Work instructions:
Reproduce the following data line for line, changing nothing.

··· Records provided

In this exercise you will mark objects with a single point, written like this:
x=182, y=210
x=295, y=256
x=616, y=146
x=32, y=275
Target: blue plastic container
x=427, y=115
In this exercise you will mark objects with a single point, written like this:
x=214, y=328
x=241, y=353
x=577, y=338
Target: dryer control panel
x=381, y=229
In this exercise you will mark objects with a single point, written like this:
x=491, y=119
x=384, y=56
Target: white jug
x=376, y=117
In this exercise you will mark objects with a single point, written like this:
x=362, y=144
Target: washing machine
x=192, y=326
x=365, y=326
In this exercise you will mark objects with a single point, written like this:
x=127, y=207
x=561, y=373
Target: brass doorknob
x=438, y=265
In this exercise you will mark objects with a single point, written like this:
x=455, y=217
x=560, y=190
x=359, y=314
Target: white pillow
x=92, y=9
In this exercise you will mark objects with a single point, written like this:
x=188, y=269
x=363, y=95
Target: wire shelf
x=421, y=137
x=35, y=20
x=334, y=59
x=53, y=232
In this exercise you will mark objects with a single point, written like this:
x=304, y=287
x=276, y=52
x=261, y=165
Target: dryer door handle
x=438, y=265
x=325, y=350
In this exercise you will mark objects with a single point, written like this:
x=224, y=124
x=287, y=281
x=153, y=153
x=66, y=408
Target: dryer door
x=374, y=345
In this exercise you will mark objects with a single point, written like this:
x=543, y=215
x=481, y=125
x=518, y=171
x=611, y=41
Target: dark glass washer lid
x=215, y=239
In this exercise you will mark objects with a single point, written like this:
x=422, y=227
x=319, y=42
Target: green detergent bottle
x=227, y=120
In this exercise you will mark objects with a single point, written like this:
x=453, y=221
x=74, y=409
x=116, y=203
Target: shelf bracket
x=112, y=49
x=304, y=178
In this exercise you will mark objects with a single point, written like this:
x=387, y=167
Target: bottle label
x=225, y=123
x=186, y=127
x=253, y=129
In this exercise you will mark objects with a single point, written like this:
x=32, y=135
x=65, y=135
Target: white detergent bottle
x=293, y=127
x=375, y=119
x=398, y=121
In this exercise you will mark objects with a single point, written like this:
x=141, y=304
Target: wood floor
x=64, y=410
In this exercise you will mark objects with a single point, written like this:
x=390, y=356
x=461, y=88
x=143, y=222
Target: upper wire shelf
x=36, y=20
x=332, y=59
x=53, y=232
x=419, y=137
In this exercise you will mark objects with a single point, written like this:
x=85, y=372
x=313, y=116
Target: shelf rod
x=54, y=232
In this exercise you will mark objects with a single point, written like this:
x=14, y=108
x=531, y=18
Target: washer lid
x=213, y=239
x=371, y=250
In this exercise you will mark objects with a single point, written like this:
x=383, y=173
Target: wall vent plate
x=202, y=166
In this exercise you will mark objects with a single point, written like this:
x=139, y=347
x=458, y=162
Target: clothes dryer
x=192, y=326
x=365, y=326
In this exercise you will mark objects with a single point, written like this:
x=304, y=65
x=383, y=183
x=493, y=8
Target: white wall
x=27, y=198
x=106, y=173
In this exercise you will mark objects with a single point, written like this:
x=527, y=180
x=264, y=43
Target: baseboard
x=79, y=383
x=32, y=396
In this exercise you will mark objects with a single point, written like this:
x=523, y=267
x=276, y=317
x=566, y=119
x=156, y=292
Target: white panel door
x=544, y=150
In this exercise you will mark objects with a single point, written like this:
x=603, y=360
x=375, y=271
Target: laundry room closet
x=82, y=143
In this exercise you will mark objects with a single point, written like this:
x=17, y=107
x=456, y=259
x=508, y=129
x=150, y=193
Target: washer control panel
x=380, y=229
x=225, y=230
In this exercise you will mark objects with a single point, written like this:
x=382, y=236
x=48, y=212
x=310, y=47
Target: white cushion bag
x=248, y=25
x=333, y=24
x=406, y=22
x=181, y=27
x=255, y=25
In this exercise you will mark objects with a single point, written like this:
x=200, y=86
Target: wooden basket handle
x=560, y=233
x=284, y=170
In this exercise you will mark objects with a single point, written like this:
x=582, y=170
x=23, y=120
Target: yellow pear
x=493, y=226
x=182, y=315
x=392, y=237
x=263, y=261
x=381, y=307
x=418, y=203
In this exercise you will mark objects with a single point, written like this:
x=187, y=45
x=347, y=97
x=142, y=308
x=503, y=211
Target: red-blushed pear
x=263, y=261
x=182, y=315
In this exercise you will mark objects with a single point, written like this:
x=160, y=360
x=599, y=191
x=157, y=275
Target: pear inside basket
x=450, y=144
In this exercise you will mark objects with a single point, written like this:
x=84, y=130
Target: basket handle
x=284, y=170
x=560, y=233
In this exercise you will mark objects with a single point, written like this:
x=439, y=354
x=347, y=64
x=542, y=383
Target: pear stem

······

Exercise response:
In this exercise you will mark objects with a single point, written like this:
x=182, y=210
x=295, y=256
x=616, y=146
x=32, y=275
Target: blue plastic container
x=427, y=115
In this exercise you will mark objects with a single point, written like this:
x=214, y=328
x=241, y=353
x=577, y=338
Target: dryer control panel
x=381, y=229
In this exercise you will mark objects with a single point, written like this:
x=491, y=119
x=384, y=56
Target: white jug
x=376, y=117
In this exercise you will mark objects with a single point, written like this:
x=362, y=144
Target: washing machine
x=192, y=326
x=365, y=326
In this exercise you will mark objects with a single point, written like this:
x=127, y=207
x=561, y=373
Target: brass doorknob
x=438, y=265
In this exercise you will mark objects with a single point, written like this:
x=455, y=217
x=560, y=190
x=359, y=314
Target: white pillow
x=92, y=9
In this exercise you will mark objects with a single point, written like this:
x=188, y=269
x=363, y=95
Target: wire shelf
x=421, y=137
x=35, y=20
x=334, y=59
x=53, y=232
In this exercise you will mark objects with a single point, written like this:
x=304, y=287
x=276, y=52
x=261, y=165
Target: dryer door handle
x=438, y=265
x=325, y=350
In this exercise you will mark objects with a single point, written like this:
x=224, y=124
x=287, y=281
x=153, y=153
x=66, y=408
Target: dryer door
x=374, y=345
In this exercise you will mark objects with a single point, written like this:
x=543, y=215
x=481, y=125
x=518, y=171
x=611, y=41
Target: dark glass washer lid
x=215, y=239
In this exercise you will mark objects with a single point, written like this:
x=422, y=227
x=319, y=42
Target: green detergent bottle
x=227, y=120
In this exercise you will mark objects with a single point, written like this:
x=453, y=221
x=74, y=409
x=116, y=203
Target: shelf bracket
x=112, y=49
x=304, y=178
In this exercise you will mark objects with a single point, written like this:
x=387, y=167
Target: bottle label
x=225, y=123
x=186, y=127
x=253, y=129
In this exercise you will mark objects with a single point, written like this:
x=32, y=135
x=65, y=135
Target: white detergent bottle
x=293, y=127
x=375, y=119
x=398, y=121
In this exercise you will mark objects with a single point, written like this:
x=141, y=304
Target: wood floor
x=64, y=410
In this exercise you will mark objects with a single point, written like this:
x=390, y=356
x=461, y=88
x=143, y=222
Target: upper wire shelf
x=36, y=20
x=332, y=59
x=53, y=232
x=419, y=137
In this exercise you will mark objects with a single point, written like this:
x=85, y=372
x=313, y=116
Target: shelf rod
x=54, y=232
In this exercise you will mark objects with a single point, written like this:
x=14, y=108
x=531, y=18
Target: washer lid
x=213, y=239
x=371, y=250
In this exercise you will mark objects with a single point, written like this:
x=383, y=173
Target: wall vent plate
x=202, y=166
In this exercise you will mark objects with a single point, written like this:
x=139, y=347
x=458, y=162
Target: clothes dryer
x=192, y=326
x=365, y=326
In this exercise you will mark objects with a single point, written like this:
x=304, y=65
x=383, y=183
x=493, y=8
Target: white wall
x=27, y=198
x=106, y=173
In this exercise you will mark objects with a single point, written like this:
x=527, y=180
x=264, y=43
Target: baseboard
x=79, y=383
x=32, y=396
In this exercise you will mark objects with a single point, written like this:
x=523, y=267
x=276, y=317
x=566, y=119
x=156, y=292
Target: white panel door
x=544, y=150
In this exercise you will mark objects with a single point, written like this:
x=603, y=360
x=375, y=271
Target: laundry room closet
x=82, y=143
In this exercise you will mark objects with a single point, written like this:
x=17, y=107
x=456, y=259
x=508, y=129
x=150, y=193
Target: washer control panel
x=380, y=229
x=225, y=230
In this exercise you will mark objects with a single point, written like this:
x=382, y=236
x=48, y=212
x=310, y=47
Target: white cushion bag
x=248, y=25
x=333, y=24
x=406, y=22
x=181, y=27
x=255, y=25
In this exercise you will mark objects with a single point, written like this:
x=200, y=86
Target: wooden basket handle
x=560, y=233
x=284, y=170
In this exercise you will mark objects with a single point, written like this:
x=582, y=170
x=23, y=120
Target: yellow pear
x=493, y=226
x=182, y=315
x=392, y=237
x=263, y=261
x=381, y=307
x=418, y=203
In this exercise you will mark objects with a single point, written like this:
x=187, y=45
x=347, y=97
x=142, y=308
x=503, y=211
Target: red-blushed pear
x=263, y=261
x=182, y=315
In this exercise you will mark objects with a single point, written like this:
x=160, y=360
x=599, y=191
x=157, y=275
Target: pear inside basket
x=450, y=144
In this exercise you will mark objects with a single point, written like this:
x=84, y=130
Target: basket handle
x=284, y=170
x=560, y=233
In this exercise you will mark objects with a single point, written like this:
x=439, y=354
x=347, y=64
x=542, y=383
Target: pear stem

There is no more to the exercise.